* Written task
Rewrite the rows below, switching each "single dot" to "single marker" and changing nothing else.

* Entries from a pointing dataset
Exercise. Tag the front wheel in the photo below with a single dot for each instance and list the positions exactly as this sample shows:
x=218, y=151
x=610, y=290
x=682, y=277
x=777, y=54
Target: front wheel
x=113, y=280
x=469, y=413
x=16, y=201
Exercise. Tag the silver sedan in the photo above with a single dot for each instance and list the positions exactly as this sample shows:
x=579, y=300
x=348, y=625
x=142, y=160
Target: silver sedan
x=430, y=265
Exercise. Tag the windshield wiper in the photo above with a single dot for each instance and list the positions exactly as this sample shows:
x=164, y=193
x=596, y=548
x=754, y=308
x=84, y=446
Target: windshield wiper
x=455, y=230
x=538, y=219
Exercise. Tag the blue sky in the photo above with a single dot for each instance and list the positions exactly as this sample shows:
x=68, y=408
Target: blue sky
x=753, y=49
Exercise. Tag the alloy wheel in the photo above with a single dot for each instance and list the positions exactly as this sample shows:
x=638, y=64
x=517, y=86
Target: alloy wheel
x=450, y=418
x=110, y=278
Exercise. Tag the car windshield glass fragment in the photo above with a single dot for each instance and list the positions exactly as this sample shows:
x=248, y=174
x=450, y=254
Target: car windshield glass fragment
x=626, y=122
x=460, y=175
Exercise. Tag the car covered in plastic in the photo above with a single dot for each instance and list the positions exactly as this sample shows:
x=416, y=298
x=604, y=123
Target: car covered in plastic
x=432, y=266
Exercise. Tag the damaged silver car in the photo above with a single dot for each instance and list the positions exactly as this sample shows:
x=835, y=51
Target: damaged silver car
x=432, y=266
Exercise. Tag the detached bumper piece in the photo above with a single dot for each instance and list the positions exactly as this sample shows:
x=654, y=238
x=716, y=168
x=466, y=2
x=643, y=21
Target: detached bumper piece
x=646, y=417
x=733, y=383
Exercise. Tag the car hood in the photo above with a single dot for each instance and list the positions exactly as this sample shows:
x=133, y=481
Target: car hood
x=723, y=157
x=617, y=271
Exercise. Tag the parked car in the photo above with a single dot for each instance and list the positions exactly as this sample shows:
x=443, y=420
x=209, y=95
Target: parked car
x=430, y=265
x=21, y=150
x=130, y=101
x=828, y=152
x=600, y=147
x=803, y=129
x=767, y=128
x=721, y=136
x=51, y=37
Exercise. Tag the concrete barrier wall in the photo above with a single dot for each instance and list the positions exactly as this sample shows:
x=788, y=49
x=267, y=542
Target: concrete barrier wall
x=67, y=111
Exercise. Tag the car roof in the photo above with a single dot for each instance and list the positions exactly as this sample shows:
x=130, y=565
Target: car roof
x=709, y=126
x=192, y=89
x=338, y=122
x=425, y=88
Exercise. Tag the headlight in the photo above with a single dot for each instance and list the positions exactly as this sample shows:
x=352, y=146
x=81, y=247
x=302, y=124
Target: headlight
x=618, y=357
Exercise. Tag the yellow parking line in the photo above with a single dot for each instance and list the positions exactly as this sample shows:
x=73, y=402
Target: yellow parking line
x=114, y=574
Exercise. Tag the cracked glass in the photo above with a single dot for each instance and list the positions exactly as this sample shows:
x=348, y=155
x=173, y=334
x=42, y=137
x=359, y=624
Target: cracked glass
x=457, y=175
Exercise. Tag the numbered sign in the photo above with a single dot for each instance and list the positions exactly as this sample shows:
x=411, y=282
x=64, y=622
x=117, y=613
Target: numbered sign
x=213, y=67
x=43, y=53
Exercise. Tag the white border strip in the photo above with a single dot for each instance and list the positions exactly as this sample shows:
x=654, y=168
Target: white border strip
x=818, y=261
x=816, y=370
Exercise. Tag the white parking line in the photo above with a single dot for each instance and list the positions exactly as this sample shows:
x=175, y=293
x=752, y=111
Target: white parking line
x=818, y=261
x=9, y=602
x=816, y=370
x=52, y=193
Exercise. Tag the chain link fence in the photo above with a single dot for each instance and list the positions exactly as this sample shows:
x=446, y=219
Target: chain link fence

* Exercise output
Exercise. Tag the front wheel in the photo below with a single marker for each instance and list the positions exactly as this sample shows:
x=218, y=151
x=610, y=290
x=682, y=277
x=777, y=54
Target: front wheel
x=113, y=280
x=469, y=413
x=16, y=201
Exercise. Tag the silver sedan in the photo above with a single marker for each instance and list the positions exactly as this sample shows:
x=579, y=300
x=348, y=625
x=142, y=160
Target: silver sedan
x=430, y=265
Exercise. Tag the windshield wiper in the photo above with a single marker for each instance and list the positions exactly as this sample shows:
x=164, y=193
x=596, y=548
x=754, y=308
x=84, y=446
Target: windshield wiper
x=455, y=230
x=538, y=219
Exercise. Tag the blue sky in the photo above with a single marker for each instance and list the positions exactly as this sample shows:
x=68, y=408
Target: blue sky
x=753, y=49
Exercise. Tag the alloy wheel in the photo above with a single marker for each instance and list the positions exactly as this sample shows:
x=638, y=64
x=517, y=86
Target: alloy wheel
x=450, y=418
x=110, y=278
Exercise. Tag the car windshield glass fragment in the photo above with a single marker for each instance and list the positions exactly as this sample shows:
x=248, y=174
x=450, y=254
Target: car windshield glass fragment
x=626, y=122
x=460, y=175
Exercise. Tag the car covered in plastic in the photo above with a single marker for each instance and list the positions exactly as this sample shows:
x=416, y=298
x=604, y=123
Target: car covered in plastic
x=432, y=266
Exercise. Tag the damaged silver car in the photo above with a single marker for each instance and list the positions exactly as this sample shows:
x=835, y=51
Target: damaged silver car
x=432, y=266
Exercise. Tag the detached bumper piece in the photo above with a single marker for each instance and list the positions exactly as this sample shows:
x=654, y=238
x=716, y=168
x=466, y=2
x=643, y=21
Target: detached bumper piece
x=646, y=417
x=733, y=383
Exercise. Tag the car hood in the photo above with a single marker for each instance and list the positions exactly as this sample shows:
x=133, y=481
Target: car hood
x=723, y=157
x=617, y=271
Exercise. Tag the parked car in the photo above with a single marker for each instance and list the positions exactly as this sample shows:
x=443, y=420
x=209, y=95
Target: parked car
x=430, y=265
x=21, y=150
x=130, y=101
x=828, y=152
x=600, y=147
x=803, y=129
x=767, y=128
x=721, y=136
x=51, y=37
Exercise. Tag the concrete barrier wall in the photo above with a single marker for each instance and list the positions exactly as this sample shows:
x=788, y=49
x=267, y=542
Target: concrete barrier wall
x=67, y=111
Exercise. Tag the car roof in the photo above with a single marker for each instance and list the positions exactly as this sample shows:
x=130, y=565
Target: car roof
x=709, y=126
x=192, y=89
x=338, y=122
x=425, y=88
Exercise. Tag the headlight in the photo above with a single marker for each instance and list the positions exactly as this sample shows:
x=352, y=146
x=81, y=247
x=302, y=124
Target: headlight
x=618, y=357
Exercise. Tag the yellow parking line in the photo above with a single marker for each instance and list the positions exactly as this sample shows:
x=73, y=402
Target: yellow parking line
x=114, y=574
Exercise. Tag the cracked glass in the photo above with a single marker for each instance and list the positions exactly as this sample shows:
x=348, y=155
x=173, y=334
x=42, y=137
x=359, y=624
Target: cracked glass
x=457, y=175
Exercise. Tag the numbered sign in the photo above with a single marker for each instance and list the positions exactly as this sample shows:
x=411, y=282
x=64, y=622
x=117, y=613
Target: numbered sign
x=213, y=67
x=43, y=53
Exercise. Tag the white border strip in the photo above with a single marker for each instance and list the positions exactly as this sample shows:
x=654, y=168
Target: white border strip
x=818, y=261
x=816, y=370
Exercise. Tag the white parking line in the photo above with a single marker for each instance and list the positions exactly as this sample shows:
x=175, y=293
x=752, y=111
Target: white parking line
x=818, y=261
x=9, y=602
x=816, y=370
x=52, y=193
Exercise. Tag the chain link fence in the photo above with a single marker for each instance and list the positions exactly as this sample shows:
x=446, y=219
Target: chain link fence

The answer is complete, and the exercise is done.